Extract provided.

Cash Flows
Does Finance Make Us Less Social?
Henrik Cronqvist, Mitch Warachka & Frank Yu
Journal of Financial and Quantitative Analysis, forthcoming
Abstract:
Informal risk sharing within social networks and formal financial contracts both enable households to manage risk. We find that financial contracting reduces participation in social networks. Specifically, increased crop insurance usage decreased local religious adherence and congregation membership in agricultural communities. Our identification utilizes the Federal Crop Insurance Reform Act of 1994 that doubled crop insurance usage nationally within a year, although changes in usage varied across counties. Difference-in-Difference and Spatial First Difference tests confirm that households substituted insurance for religiosity. This substitution was associated with reductions in crop diversification and crop yields, indicating an increase in moral hazard.

Supplied data.
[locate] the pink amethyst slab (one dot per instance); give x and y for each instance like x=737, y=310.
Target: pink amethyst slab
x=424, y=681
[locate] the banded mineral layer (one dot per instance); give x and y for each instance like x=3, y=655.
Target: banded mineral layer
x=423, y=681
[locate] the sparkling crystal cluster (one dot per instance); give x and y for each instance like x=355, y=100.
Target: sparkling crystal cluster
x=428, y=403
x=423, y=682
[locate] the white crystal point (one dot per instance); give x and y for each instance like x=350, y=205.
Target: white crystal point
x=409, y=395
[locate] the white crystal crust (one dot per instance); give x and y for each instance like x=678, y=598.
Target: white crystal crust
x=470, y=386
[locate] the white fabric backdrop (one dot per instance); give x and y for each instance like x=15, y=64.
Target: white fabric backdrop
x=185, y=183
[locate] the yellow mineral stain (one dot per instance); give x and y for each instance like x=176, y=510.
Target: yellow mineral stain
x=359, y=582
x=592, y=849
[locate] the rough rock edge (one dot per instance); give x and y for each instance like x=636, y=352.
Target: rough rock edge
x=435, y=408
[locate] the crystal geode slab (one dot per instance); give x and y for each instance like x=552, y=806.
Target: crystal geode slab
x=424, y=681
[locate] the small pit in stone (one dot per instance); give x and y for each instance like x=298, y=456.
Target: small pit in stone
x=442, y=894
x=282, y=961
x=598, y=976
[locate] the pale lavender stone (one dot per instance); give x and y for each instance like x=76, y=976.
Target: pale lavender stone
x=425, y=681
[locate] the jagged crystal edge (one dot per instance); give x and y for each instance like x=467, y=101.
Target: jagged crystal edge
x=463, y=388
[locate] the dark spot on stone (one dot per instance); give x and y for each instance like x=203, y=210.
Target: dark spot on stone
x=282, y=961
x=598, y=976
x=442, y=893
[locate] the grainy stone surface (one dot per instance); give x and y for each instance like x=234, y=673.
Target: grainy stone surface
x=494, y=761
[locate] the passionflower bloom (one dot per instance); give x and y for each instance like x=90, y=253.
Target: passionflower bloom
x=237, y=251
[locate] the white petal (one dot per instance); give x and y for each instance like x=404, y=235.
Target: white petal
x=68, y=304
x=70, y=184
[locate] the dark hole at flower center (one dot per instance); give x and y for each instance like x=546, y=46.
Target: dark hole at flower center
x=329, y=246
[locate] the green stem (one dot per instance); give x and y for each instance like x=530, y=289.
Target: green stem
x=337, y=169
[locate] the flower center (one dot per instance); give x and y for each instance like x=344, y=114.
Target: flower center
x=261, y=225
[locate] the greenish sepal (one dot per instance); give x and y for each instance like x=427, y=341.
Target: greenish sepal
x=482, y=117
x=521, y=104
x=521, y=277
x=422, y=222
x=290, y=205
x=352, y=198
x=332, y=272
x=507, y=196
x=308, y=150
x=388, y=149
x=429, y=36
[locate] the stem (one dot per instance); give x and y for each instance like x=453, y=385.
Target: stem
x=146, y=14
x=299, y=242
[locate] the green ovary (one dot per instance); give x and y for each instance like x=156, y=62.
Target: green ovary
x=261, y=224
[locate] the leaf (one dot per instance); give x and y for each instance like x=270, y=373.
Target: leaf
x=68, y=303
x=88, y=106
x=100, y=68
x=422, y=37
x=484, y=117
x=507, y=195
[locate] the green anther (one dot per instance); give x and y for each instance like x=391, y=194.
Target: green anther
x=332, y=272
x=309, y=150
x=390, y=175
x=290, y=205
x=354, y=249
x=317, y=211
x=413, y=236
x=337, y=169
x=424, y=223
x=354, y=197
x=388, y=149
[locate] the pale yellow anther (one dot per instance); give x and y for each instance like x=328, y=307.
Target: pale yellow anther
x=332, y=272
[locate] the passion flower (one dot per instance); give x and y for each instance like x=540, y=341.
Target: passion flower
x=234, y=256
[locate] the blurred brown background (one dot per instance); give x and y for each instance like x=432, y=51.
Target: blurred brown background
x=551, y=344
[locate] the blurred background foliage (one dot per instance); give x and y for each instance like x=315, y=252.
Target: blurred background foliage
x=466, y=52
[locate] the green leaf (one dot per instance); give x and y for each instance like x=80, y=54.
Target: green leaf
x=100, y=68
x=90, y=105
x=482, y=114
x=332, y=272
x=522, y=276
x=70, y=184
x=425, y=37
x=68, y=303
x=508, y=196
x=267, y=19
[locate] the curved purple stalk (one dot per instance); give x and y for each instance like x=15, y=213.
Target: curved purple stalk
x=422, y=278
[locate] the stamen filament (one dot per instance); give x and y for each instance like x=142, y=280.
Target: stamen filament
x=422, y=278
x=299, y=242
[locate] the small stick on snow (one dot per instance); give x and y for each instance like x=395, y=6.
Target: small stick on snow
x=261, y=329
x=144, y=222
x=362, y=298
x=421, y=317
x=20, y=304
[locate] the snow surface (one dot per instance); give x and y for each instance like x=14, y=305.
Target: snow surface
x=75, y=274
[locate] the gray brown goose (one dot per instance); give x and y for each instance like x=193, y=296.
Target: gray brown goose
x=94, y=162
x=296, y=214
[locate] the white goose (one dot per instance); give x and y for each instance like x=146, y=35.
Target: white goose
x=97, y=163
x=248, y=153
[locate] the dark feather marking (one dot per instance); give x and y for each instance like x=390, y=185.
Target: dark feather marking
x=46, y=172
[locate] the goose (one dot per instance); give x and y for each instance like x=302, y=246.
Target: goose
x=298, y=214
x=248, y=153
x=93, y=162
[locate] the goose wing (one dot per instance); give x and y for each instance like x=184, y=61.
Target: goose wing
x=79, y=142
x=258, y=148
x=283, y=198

Exercise description.
Decide whether each statement agrees with the abstract on crop insurance and religiosity, answering yes or no and quoting the deciding words: (a) the Federal Crop Insurance Reform Act of 1994 doubled crop insurance usage nationally within a year; (b) changes in crop insurance usage were the same across all counties; (c) households' substitution of insurance for religiosity was associated with increases in crop diversification.

Response to this task.
(a) Yes: "the Federal Crop Insurance Reform Act of 1994 that doubled crop insurance usage nationally within a year"
(b) No: "although changes in usage varied across counties"
(c) No: "This substitution was associated with reductions in crop diversification and crop yields"